┏━━

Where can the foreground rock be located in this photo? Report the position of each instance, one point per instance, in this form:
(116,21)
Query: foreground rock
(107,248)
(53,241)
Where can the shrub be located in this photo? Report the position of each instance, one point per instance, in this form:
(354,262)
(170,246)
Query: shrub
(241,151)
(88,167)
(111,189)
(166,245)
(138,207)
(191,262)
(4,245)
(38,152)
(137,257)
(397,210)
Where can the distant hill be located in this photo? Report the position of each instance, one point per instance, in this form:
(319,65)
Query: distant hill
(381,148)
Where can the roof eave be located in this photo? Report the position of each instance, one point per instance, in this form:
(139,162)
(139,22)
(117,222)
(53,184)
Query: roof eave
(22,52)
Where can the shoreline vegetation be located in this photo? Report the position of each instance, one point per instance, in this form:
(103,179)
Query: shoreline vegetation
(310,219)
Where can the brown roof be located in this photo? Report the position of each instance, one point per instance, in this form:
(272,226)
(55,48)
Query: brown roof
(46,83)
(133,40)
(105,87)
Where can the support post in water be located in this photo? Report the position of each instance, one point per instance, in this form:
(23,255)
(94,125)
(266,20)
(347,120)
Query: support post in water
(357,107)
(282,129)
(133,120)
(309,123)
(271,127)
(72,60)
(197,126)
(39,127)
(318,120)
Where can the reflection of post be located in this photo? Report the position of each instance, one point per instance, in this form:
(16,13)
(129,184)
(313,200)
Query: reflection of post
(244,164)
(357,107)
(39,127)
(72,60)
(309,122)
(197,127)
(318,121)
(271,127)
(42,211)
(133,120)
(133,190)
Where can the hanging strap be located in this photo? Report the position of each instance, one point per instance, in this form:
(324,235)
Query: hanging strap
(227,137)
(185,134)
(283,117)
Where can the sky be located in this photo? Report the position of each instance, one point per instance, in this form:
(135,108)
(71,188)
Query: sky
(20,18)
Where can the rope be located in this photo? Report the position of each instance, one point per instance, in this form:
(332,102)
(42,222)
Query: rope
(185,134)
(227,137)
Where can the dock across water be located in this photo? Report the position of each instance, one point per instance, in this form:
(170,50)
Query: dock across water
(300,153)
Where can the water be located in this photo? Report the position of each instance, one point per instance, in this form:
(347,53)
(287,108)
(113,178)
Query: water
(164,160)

┗━━

Write down all the entries again without a single difference.

● THE RESPONSE:
Where can the foreground rock be located in this photo? Report the position of each instance, one point per instance, in this form:
(116,21)
Query: foreground rock
(107,248)
(53,241)
Where can the shrub be located in this photo? Report the position of each instance, one point per instance, in this form:
(354,262)
(170,246)
Query: shrub
(241,151)
(88,167)
(111,189)
(166,245)
(138,207)
(191,262)
(4,245)
(38,152)
(137,257)
(397,210)
Where can the distant hill be located in this photo? Report the position of each instance, one point per instance, in this form:
(319,65)
Query: distant hill
(381,148)
Where can the roof eave be located in this photo? Report the position of each instance, one point per instance, in this form:
(139,162)
(139,22)
(117,222)
(53,184)
Query: roof eave
(22,52)
Where can the shoreline vegetation be located in this photo? Report the position of each instance, one point per instance, in this form:
(103,179)
Query: shoreline vegetation
(310,219)
Where can the brown roof be located in this photo? Report the position of each instance, one point per instance, in this form:
(272,226)
(55,48)
Query: brown roof
(46,83)
(133,40)
(105,87)
Where can the support post in water be located in this photo? Report the position of each instance, one point per instance, in this form:
(23,255)
(94,125)
(266,20)
(347,120)
Query: support post in water
(357,107)
(282,129)
(133,120)
(309,123)
(271,127)
(72,60)
(197,126)
(39,127)
(318,120)
Where can the reflection of post be located in this photo? Report the position of each instance, one point per instance, in this form:
(16,13)
(129,184)
(313,200)
Query: reflection of post
(244,164)
(357,107)
(39,127)
(72,60)
(309,122)
(197,127)
(318,121)
(271,127)
(42,211)
(133,120)
(133,190)
Where can the hanging strap be located in this photo? Report the position of each instance, one point per instance, in this form:
(324,235)
Query: hanging strap
(227,137)
(185,134)
(283,117)
Where can the sky be located in this photo? Report the position of each instance, one point per instance, in this form:
(135,108)
(71,188)
Query: sky
(20,18)
Where can the rope be located in this photo? Report the position of each instance, one point per instance, in this form:
(332,102)
(42,222)
Query: rope
(185,134)
(227,137)
Where can the dock across water be located in this photo? Report the position of each instance, one point per instance, in this form:
(170,50)
Query: dock across water
(300,153)
Where can the water be located in this photo? Report the position of each instance, one point per instance, in this form:
(347,53)
(287,108)
(113,178)
Query: water
(164,160)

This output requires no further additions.